**GOAL OF THE EXERCISE:** Copy the entries from their start through the line with "positive clicks: (63, 167) (71, 184)", replacing "Segment" with "Outline" and changing nothing else. Leave the pictures out of your copy.

**RECORD EXTRACTS:**
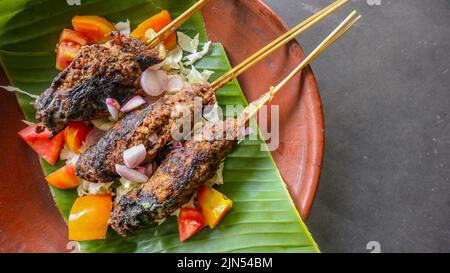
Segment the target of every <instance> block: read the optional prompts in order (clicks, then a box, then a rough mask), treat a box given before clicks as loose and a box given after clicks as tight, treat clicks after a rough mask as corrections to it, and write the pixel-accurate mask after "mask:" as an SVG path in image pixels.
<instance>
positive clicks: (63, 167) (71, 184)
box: [45, 164, 80, 190]
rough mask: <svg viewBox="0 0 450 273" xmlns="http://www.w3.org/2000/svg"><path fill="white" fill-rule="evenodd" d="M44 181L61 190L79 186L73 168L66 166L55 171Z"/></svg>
mask: <svg viewBox="0 0 450 273" xmlns="http://www.w3.org/2000/svg"><path fill="white" fill-rule="evenodd" d="M45 180H47V182H48V183H49V184H50V185H52V186H53V187H55V188H58V189H61V190H68V189H74V188H76V187H78V185H79V184H80V180H79V178H78V177H77V176H75V166H74V165H73V164H67V165H65V166H64V167H62V168H60V169H58V170H57V171H55V172H53V173H51V174H49V175H48V176H46V177H45Z"/></svg>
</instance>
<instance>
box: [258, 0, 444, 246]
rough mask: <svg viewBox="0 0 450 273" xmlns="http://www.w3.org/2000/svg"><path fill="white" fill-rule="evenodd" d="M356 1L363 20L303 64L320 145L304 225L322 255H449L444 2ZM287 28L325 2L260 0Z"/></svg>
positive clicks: (318, 8)
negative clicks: (329, 45) (340, 36)
mask: <svg viewBox="0 0 450 273" xmlns="http://www.w3.org/2000/svg"><path fill="white" fill-rule="evenodd" d="M368 2H369V3H370V2H376V1H370V0H368V1H367V0H359V1H354V2H353V3H351V4H349V5H348V6H347V7H346V8H345V9H343V10H341V11H340V12H338V13H336V14H335V15H333V16H332V17H331V18H329V19H328V20H326V21H325V22H323V23H322V24H321V25H320V26H318V27H315V28H314V29H313V30H311V31H309V32H308V33H306V34H305V35H303V36H302V37H300V38H299V41H300V43H301V44H302V46H303V48H304V49H305V51H309V50H310V49H312V48H313V47H314V46H315V45H316V44H317V43H318V42H319V41H320V40H321V39H323V38H324V37H325V36H326V34H327V33H329V32H330V31H331V29H332V28H333V27H334V26H336V25H337V24H338V22H339V21H340V20H341V19H343V18H344V17H345V15H346V14H347V13H349V12H350V10H351V9H357V10H358V11H360V12H361V14H362V15H363V20H362V22H361V23H359V25H358V26H357V27H355V28H354V29H353V30H352V31H351V32H350V33H348V34H347V35H346V36H345V37H344V38H343V39H342V40H340V41H338V42H337V44H336V45H334V46H333V47H332V48H330V49H329V50H328V52H326V53H325V54H324V55H322V56H321V57H320V58H319V59H318V60H317V61H316V62H315V63H313V65H312V67H313V70H314V72H315V74H316V77H317V80H318V83H319V87H320V90H321V94H322V97H323V103H324V112H325V123H326V148H325V159H324V164H323V172H322V177H321V183H320V186H319V190H318V194H317V198H316V201H315V204H314V206H313V209H312V212H311V215H310V218H309V220H308V226H309V228H310V231H311V233H312V234H313V236H314V237H315V239H316V241H317V242H318V244H319V246H320V248H321V249H322V251H323V252H369V250H367V244H368V243H369V242H371V241H376V242H379V244H380V246H381V251H382V252H449V251H450V126H449V119H450V116H449V108H450V72H449V66H450V1H448V0H432V1H423V0H380V2H381V5H379V6H370V5H368ZM265 3H266V4H268V5H269V6H271V7H272V8H273V9H274V10H275V11H276V12H278V14H280V16H281V17H283V18H284V19H285V21H286V22H287V23H288V24H289V25H290V26H294V25H295V24H296V23H297V22H300V21H301V20H302V19H304V18H306V17H309V16H310V15H311V14H313V13H314V12H315V11H318V10H319V9H320V8H322V7H324V6H325V5H327V4H328V3H331V0H330V1H316V0H265Z"/></svg>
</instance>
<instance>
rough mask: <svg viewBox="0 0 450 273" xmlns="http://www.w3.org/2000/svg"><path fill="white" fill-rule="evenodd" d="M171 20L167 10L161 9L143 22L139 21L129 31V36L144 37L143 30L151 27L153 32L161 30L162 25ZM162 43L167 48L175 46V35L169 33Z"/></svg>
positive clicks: (147, 28) (144, 33)
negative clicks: (141, 22) (157, 12)
mask: <svg viewBox="0 0 450 273" xmlns="http://www.w3.org/2000/svg"><path fill="white" fill-rule="evenodd" d="M171 22H172V18H171V17H170V14H169V12H168V11H167V10H163V11H161V12H160V13H158V14H156V15H153V16H152V17H150V18H148V19H147V20H145V21H144V22H142V23H140V24H139V25H138V26H137V28H136V29H135V30H133V32H132V33H131V36H133V37H135V38H139V39H143V38H144V37H145V32H146V31H147V30H148V29H150V28H151V29H153V30H154V31H155V32H159V31H161V30H162V29H163V28H164V27H166V26H167V25H168V24H170V23H171ZM164 45H165V47H166V49H167V50H171V49H174V48H175V47H177V35H176V33H171V34H170V35H169V37H167V38H166V39H165V40H164Z"/></svg>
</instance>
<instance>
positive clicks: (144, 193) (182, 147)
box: [110, 120, 238, 236]
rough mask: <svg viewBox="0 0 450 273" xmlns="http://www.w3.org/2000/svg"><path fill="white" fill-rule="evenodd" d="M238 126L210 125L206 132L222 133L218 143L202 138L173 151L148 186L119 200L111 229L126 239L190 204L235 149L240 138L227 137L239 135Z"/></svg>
mask: <svg viewBox="0 0 450 273" xmlns="http://www.w3.org/2000/svg"><path fill="white" fill-rule="evenodd" d="M223 123H225V126H223ZM237 124H238V123H237V122H236V120H227V121H226V122H223V121H220V122H214V123H213V122H209V123H207V125H205V126H204V127H203V129H204V130H206V131H208V132H212V133H213V134H214V135H215V136H217V134H219V135H220V136H221V137H219V140H216V139H209V140H208V139H207V140H205V139H203V138H202V137H199V138H194V139H193V140H191V141H186V142H185V143H184V144H183V145H182V147H175V148H172V149H171V150H170V151H169V152H168V153H167V155H166V157H165V159H164V160H162V162H161V163H160V165H159V167H158V168H157V169H156V171H155V172H154V174H153V175H152V177H151V178H150V180H149V181H148V182H147V183H146V184H144V185H143V186H141V187H139V188H137V189H134V190H132V191H130V192H129V193H127V194H126V195H125V196H123V197H122V198H121V199H120V201H119V202H118V204H117V205H116V206H115V207H114V210H113V212H112V214H111V218H110V224H111V227H112V228H113V229H115V230H116V231H117V232H118V233H119V234H120V235H122V236H126V235H128V234H130V233H132V232H134V231H136V230H138V229H140V228H141V227H142V226H143V225H144V224H146V223H148V222H151V221H154V220H160V219H164V218H166V217H167V216H169V215H170V214H171V213H173V212H174V211H175V210H177V209H178V208H180V207H181V206H182V205H183V204H185V203H187V202H188V201H189V200H190V199H191V198H192V196H193V194H194V193H195V192H196V191H197V189H198V187H199V186H200V185H201V184H202V183H203V182H204V181H207V180H209V179H211V178H212V177H214V175H215V174H216V172H217V169H218V168H219V166H220V163H221V162H222V161H223V160H224V159H225V158H226V156H228V155H229V154H230V153H231V152H233V151H234V149H235V148H236V146H237V139H238V138H237V137H232V138H231V140H226V138H225V136H226V135H228V136H230V135H231V136H233V135H235V136H236V135H237V134H236V132H237V131H238V130H237V128H238V126H237ZM222 127H225V128H226V130H223V128H222ZM222 130H223V132H224V133H223V134H221V133H220V132H221V131H222ZM226 131H228V133H225V132H226Z"/></svg>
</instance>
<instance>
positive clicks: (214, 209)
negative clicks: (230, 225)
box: [197, 186, 233, 228]
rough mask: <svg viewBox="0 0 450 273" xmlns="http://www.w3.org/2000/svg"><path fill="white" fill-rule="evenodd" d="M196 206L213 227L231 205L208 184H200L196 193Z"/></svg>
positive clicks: (229, 203) (211, 226) (208, 224)
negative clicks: (196, 203)
mask: <svg viewBox="0 0 450 273" xmlns="http://www.w3.org/2000/svg"><path fill="white" fill-rule="evenodd" d="M197 200H198V206H199V208H200V210H201V212H202V214H203V216H204V217H205V220H206V222H207V223H208V225H209V227H210V228H215V227H216V226H217V224H219V222H220V220H222V218H223V217H224V216H225V215H226V214H227V213H228V211H229V210H230V209H231V208H232V207H233V202H232V201H231V200H230V199H228V198H227V197H226V196H225V195H223V194H222V193H220V192H219V191H217V190H215V189H213V188H212V187H209V186H201V187H200V188H199V190H198V193H197Z"/></svg>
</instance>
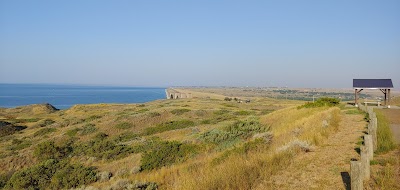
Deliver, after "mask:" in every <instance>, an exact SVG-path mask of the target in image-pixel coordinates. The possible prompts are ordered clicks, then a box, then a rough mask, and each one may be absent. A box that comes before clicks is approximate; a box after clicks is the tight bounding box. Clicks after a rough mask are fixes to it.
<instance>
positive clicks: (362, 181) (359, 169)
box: [350, 161, 363, 190]
mask: <svg viewBox="0 0 400 190" xmlns="http://www.w3.org/2000/svg"><path fill="white" fill-rule="evenodd" d="M361 174H362V173H361V162H359V161H350V178H351V189H352V190H362V189H363V181H362V178H363V177H362V175H361Z"/></svg>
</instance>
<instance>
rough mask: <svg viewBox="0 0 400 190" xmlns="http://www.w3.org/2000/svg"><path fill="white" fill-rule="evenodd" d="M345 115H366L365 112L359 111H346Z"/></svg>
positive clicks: (360, 110) (357, 110) (352, 109)
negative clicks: (357, 114)
mask: <svg viewBox="0 0 400 190" xmlns="http://www.w3.org/2000/svg"><path fill="white" fill-rule="evenodd" d="M344 113H346V114H349V115H357V114H364V112H363V111H361V110H358V109H350V110H346V112H344Z"/></svg>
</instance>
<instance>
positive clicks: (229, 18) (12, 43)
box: [0, 0, 400, 88]
mask: <svg viewBox="0 0 400 190" xmlns="http://www.w3.org/2000/svg"><path fill="white" fill-rule="evenodd" d="M399 71H400V1H397V0H395V1H386V0H383V1H365V0H364V1H361V0H360V1H341V0H335V1H334V0H331V1H319V0H304V1H298V0H293V1H289V0H282V1H232V0H229V1H228V0H227V1H222V0H221V1H205V0H202V1H175V0H172V1H152V0H148V1H133V0H130V1H124V0H119V1H101V0H85V1H77V0H76V1H75V0H69V1H40V0H38V1H19V0H9V1H6V0H0V83H61V84H101V85H129V86H178V85H179V86H180V85H183V86H221V85H224V86H289V87H327V88H350V87H351V85H352V79H353V78H392V79H393V82H394V85H395V87H397V88H398V86H399V85H400V73H399Z"/></svg>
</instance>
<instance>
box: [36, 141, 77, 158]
mask: <svg viewBox="0 0 400 190" xmlns="http://www.w3.org/2000/svg"><path fill="white" fill-rule="evenodd" d="M71 145H72V142H66V143H63V144H62V145H57V144H56V143H55V142H54V141H45V142H42V143H40V144H38V145H37V146H36V147H35V149H34V151H33V155H34V156H35V157H36V158H37V159H38V160H40V161H44V160H48V159H63V158H66V157H67V156H68V155H70V154H71V153H72V146H71Z"/></svg>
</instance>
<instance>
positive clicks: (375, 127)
mask: <svg viewBox="0 0 400 190" xmlns="http://www.w3.org/2000/svg"><path fill="white" fill-rule="evenodd" d="M371 127H372V129H371V135H372V144H373V147H374V152H375V151H376V149H378V137H377V134H376V133H377V130H378V120H377V119H376V117H373V118H371Z"/></svg>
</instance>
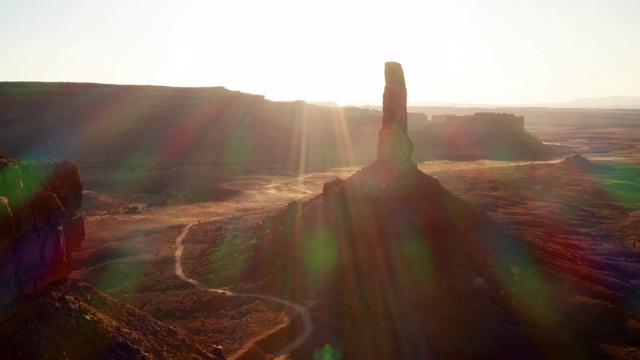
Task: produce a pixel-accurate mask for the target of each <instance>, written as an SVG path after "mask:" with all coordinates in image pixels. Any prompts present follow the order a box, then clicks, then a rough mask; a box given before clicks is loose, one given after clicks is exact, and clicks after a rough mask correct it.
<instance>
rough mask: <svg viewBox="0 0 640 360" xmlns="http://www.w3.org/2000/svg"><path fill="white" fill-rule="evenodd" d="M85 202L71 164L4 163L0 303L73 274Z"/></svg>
mask: <svg viewBox="0 0 640 360" xmlns="http://www.w3.org/2000/svg"><path fill="white" fill-rule="evenodd" d="M81 205H82V181H81V180H80V175H79V173H78V168H77V167H76V166H75V165H74V164H73V163H72V162H70V161H39V162H8V161H6V162H4V163H3V164H0V306H4V305H6V304H9V303H11V302H13V301H14V300H16V299H19V298H21V297H23V296H25V295H28V294H30V293H32V292H34V291H36V290H38V289H41V288H42V287H44V286H45V285H47V284H49V283H51V282H53V281H56V280H60V279H64V278H66V277H67V276H69V274H70V273H71V255H72V251H73V249H74V248H76V247H78V246H80V243H81V242H82V241H83V240H84V219H83V218H82V216H80V214H79V213H78V211H79V210H80V207H81Z"/></svg>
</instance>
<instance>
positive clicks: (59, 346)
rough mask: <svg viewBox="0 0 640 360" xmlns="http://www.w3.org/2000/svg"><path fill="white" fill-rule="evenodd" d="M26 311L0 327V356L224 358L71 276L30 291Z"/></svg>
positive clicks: (77, 358) (125, 357)
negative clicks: (40, 290) (38, 291)
mask: <svg viewBox="0 0 640 360" xmlns="http://www.w3.org/2000/svg"><path fill="white" fill-rule="evenodd" d="M28 300H29V302H28V309H29V311H25V312H22V313H21V314H19V315H18V316H17V317H16V318H15V319H13V321H12V324H5V326H4V327H7V325H11V326H12V327H13V330H12V331H9V332H7V333H3V332H2V330H5V329H2V328H0V358H2V359H193V360H195V359H212V360H214V359H220V360H222V359H224V358H225V357H224V355H223V354H222V349H220V348H216V347H213V348H212V349H213V350H212V351H207V350H205V349H203V348H202V347H201V345H199V344H198V343H197V341H196V340H195V339H194V338H193V336H192V335H190V334H189V333H187V332H185V331H183V330H180V329H177V328H174V327H172V326H168V325H166V324H164V323H162V322H160V321H158V320H156V319H154V318H152V317H151V316H149V315H147V314H146V313H144V312H141V311H139V310H136V309H135V308H133V307H131V306H129V305H126V304H124V303H122V302H119V301H117V300H115V299H113V298H111V297H110V296H108V295H106V294H104V293H101V292H99V291H97V290H96V289H94V288H93V287H91V286H89V285H87V284H83V283H82V282H80V281H78V280H75V279H67V280H64V281H60V282H57V283H55V284H51V285H49V286H48V287H47V288H46V289H44V291H43V292H41V293H38V294H37V295H34V296H29V299H28Z"/></svg>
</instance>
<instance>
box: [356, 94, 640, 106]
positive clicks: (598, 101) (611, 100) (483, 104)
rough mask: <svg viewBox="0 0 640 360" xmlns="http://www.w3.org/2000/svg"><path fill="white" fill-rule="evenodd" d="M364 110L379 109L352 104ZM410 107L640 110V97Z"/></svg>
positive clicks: (374, 105) (441, 103)
mask: <svg viewBox="0 0 640 360" xmlns="http://www.w3.org/2000/svg"><path fill="white" fill-rule="evenodd" d="M351 105H353V106H359V107H364V108H371V109H378V108H380V106H378V105H374V106H371V105H368V104H364V103H363V104H359V103H358V104H351ZM409 106H431V107H432V106H437V107H458V108H459V107H467V108H468V107H470V108H496V107H501V108H509V107H513V108H516V107H517V108H520V107H548V108H583V109H640V96H603V97H586V98H579V99H575V100H573V101H569V102H561V103H538V104H471V103H459V102H429V103H410V104H409Z"/></svg>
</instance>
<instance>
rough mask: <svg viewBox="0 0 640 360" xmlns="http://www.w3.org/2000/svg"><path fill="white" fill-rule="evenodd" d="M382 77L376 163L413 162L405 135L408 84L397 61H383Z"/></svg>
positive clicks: (405, 162)
mask: <svg viewBox="0 0 640 360" xmlns="http://www.w3.org/2000/svg"><path fill="white" fill-rule="evenodd" d="M384 78H385V87H384V94H383V95H382V112H383V115H382V128H380V131H379V133H378V158H377V162H378V163H381V164H384V165H392V166H395V167H398V166H400V167H402V166H406V165H412V164H413V165H415V164H414V163H413V161H412V160H411V153H412V152H413V143H412V142H411V140H410V139H409V136H408V135H407V87H406V84H405V81H404V71H403V70H402V65H400V63H397V62H387V63H385V64H384Z"/></svg>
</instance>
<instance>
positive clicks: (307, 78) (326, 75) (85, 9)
mask: <svg viewBox="0 0 640 360" xmlns="http://www.w3.org/2000/svg"><path fill="white" fill-rule="evenodd" d="M390 60H393V61H398V62H400V63H402V65H403V67H404V70H405V75H406V78H407V88H408V91H409V102H410V103H432V102H461V103H485V104H524V103H544V102H562V101H568V100H573V99H575V98H579V97H591V96H612V95H623V96H640V0H627V1H623V0H602V1H595V0H549V1H546V0H540V1H533V0H521V1H519V0H510V1H508V0H505V1H489V0H477V1H473V0H467V1H465V0H448V1H444V0H442V1H404V0H393V1H390V0H387V1H376V0H369V1H349V0H340V1H334V0H323V1H304V0H291V1H284V0H251V1H250V0H210V1H187V0H183V1H161V0H153V1H142V0H125V1H120V0H95V1H70V0H51V1H44V0H0V81H77V82H101V83H115V84H157V85H171V86H225V87H227V88H229V89H233V90H239V91H243V92H250V93H256V94H263V95H266V97H267V98H269V99H273V100H296V99H303V100H307V101H325V100H333V101H338V102H340V103H348V102H368V103H371V104H378V103H380V102H381V97H382V89H383V86H384V76H383V68H384V62H385V61H390Z"/></svg>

**SOLUTION FOR THIS TASK:**
Outline the target of every <instance> block: read the optional prompts in order (clicks, then a box, then a rough mask), treat a box given before clicks as loose and a box given after clicks as tight, treat clicks after a rough mask as corrections to it, and write the pixel-accurate mask after "mask:" as an SVG path in image pixels.
<instance>
positive clicks: (63, 167) (71, 184)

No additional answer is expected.